_Source records_:
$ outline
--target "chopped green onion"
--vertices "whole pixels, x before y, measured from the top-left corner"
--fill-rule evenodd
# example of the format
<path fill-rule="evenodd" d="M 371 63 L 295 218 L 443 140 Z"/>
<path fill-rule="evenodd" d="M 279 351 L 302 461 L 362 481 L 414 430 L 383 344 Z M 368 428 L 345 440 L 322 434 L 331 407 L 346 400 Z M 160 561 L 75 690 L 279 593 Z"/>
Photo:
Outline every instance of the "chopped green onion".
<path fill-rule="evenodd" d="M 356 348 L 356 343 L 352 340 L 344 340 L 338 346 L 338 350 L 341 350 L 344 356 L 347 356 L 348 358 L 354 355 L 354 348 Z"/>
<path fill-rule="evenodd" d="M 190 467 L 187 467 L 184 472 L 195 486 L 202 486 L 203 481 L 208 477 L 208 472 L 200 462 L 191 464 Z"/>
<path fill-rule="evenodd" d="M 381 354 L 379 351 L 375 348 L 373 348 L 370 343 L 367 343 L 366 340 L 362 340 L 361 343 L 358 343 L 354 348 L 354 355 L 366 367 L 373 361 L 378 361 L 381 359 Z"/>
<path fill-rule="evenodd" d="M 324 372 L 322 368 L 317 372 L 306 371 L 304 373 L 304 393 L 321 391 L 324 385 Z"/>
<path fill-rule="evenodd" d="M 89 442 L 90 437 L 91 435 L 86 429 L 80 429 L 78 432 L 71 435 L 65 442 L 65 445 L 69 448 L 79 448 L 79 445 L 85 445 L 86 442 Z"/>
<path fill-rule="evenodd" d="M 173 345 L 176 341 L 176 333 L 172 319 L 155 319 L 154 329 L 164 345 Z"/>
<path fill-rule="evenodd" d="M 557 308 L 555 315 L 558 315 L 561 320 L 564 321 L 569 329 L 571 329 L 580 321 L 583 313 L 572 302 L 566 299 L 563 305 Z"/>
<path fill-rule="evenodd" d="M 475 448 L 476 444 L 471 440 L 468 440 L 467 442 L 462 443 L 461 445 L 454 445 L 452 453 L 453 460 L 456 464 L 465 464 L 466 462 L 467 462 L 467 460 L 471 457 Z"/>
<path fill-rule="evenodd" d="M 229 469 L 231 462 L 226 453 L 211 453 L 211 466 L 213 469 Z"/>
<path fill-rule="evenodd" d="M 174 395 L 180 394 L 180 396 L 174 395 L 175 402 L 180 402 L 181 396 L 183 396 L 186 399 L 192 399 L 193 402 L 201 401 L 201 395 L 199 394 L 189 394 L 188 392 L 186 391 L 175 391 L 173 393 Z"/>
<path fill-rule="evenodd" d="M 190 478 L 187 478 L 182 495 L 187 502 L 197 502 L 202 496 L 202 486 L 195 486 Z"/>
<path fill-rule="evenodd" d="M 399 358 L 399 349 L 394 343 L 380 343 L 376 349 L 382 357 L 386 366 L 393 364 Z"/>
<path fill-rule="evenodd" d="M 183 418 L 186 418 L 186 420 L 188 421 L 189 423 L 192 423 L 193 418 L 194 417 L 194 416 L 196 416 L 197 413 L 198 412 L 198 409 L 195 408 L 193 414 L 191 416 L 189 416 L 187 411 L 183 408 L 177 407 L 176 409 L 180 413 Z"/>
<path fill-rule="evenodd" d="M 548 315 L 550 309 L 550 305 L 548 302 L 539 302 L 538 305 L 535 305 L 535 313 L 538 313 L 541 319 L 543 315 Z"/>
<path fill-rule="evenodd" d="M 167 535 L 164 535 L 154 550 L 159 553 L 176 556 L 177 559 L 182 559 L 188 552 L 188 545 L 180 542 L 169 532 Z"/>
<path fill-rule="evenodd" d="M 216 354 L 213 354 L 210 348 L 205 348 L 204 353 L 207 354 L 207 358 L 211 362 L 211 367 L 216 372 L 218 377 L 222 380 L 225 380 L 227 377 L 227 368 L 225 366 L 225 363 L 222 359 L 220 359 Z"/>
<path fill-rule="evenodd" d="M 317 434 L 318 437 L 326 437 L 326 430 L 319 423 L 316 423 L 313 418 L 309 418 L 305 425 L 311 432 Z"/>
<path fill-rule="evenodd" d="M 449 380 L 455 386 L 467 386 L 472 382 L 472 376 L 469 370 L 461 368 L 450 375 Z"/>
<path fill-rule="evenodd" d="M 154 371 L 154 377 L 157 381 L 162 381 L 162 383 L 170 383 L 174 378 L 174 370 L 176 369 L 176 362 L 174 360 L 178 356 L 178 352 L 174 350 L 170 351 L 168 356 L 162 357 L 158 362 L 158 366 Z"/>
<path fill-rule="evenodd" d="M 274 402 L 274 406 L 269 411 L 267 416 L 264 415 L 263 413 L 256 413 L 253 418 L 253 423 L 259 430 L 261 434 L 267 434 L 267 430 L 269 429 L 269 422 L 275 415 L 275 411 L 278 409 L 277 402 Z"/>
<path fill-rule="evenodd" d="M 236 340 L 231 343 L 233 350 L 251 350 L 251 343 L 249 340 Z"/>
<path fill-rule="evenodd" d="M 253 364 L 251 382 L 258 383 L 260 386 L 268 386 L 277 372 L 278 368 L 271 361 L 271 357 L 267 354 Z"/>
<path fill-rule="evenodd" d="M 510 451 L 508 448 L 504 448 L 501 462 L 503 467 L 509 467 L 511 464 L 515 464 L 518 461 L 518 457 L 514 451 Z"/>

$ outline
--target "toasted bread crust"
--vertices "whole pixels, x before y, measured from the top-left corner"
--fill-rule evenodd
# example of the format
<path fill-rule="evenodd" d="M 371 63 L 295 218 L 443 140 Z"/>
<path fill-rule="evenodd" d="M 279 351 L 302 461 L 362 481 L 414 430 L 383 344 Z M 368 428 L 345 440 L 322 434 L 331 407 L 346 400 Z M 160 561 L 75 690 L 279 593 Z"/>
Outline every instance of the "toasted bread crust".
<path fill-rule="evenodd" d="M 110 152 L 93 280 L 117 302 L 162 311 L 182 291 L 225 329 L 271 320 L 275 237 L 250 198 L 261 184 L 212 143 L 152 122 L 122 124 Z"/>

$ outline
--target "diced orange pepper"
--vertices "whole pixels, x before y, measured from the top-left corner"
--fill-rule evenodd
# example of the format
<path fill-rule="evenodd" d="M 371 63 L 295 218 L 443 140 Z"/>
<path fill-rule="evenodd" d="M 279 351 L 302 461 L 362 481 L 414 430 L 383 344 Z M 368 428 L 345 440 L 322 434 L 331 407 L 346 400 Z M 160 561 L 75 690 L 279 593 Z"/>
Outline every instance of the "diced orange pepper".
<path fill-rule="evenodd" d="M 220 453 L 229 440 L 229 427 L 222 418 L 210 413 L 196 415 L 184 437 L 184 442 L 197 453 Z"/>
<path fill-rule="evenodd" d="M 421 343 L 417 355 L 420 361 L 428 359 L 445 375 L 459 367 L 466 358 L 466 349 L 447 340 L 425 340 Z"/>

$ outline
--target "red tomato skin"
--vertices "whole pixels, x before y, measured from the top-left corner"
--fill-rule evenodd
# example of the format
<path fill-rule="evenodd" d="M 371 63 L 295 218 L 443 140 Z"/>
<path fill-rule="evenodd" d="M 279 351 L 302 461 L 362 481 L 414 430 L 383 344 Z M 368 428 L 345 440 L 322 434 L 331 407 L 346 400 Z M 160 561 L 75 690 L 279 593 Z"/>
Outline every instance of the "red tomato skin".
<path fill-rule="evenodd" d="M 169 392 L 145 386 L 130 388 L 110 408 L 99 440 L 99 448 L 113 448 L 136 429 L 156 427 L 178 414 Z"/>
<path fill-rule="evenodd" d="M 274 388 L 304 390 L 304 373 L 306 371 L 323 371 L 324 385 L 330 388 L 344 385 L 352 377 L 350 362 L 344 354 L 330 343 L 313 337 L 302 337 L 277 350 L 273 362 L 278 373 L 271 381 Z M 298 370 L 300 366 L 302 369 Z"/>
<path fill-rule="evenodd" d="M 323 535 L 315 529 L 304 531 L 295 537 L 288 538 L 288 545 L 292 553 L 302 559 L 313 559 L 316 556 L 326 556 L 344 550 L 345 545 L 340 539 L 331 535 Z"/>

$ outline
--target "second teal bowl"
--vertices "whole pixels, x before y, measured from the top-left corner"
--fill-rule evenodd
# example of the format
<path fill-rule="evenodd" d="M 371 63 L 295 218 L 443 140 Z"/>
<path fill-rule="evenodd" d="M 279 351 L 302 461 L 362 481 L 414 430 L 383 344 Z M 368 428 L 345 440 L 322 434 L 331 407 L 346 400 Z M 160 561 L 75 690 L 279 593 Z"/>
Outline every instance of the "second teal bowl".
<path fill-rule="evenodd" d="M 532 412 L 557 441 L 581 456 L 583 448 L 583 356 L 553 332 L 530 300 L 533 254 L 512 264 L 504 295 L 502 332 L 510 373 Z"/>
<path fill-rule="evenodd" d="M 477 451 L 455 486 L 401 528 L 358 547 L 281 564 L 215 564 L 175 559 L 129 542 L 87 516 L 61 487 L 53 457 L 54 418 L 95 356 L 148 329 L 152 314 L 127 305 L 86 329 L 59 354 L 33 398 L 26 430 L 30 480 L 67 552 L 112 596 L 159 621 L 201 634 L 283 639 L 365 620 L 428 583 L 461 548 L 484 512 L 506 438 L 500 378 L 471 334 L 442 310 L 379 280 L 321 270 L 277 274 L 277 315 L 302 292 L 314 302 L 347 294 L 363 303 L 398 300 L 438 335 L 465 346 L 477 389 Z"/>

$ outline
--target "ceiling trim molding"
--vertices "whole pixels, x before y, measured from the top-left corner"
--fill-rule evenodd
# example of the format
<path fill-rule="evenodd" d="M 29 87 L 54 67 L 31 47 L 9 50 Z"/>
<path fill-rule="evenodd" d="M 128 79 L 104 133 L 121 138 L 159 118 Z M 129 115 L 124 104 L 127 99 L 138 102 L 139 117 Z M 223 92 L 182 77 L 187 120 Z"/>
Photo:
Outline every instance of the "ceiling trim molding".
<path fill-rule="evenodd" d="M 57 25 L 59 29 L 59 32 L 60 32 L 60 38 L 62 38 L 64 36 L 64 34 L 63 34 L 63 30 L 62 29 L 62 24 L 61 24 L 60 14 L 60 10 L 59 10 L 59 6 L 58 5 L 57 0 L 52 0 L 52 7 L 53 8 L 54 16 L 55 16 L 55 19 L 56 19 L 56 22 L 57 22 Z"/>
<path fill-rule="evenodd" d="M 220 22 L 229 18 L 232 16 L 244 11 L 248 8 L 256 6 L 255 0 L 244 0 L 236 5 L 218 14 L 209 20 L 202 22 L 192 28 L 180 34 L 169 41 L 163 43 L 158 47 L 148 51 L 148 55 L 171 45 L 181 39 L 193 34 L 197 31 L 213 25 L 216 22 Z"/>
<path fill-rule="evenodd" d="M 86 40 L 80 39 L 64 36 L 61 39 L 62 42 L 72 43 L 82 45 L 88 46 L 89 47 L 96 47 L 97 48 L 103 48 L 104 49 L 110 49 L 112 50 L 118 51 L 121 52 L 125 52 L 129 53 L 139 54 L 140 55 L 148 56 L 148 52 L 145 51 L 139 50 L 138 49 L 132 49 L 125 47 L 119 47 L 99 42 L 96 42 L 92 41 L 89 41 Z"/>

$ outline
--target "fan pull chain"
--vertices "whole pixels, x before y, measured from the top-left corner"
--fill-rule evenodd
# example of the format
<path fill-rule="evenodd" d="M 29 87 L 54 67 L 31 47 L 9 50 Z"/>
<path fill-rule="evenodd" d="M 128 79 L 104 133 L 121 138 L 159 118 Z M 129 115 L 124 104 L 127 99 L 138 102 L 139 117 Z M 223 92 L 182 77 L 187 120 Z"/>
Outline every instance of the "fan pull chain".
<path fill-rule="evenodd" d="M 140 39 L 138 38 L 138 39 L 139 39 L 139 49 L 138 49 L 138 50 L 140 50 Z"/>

_Brief_:
How many lines in the records above contain the string "crust"? Reply with the number alone.

_Complete answer_:
2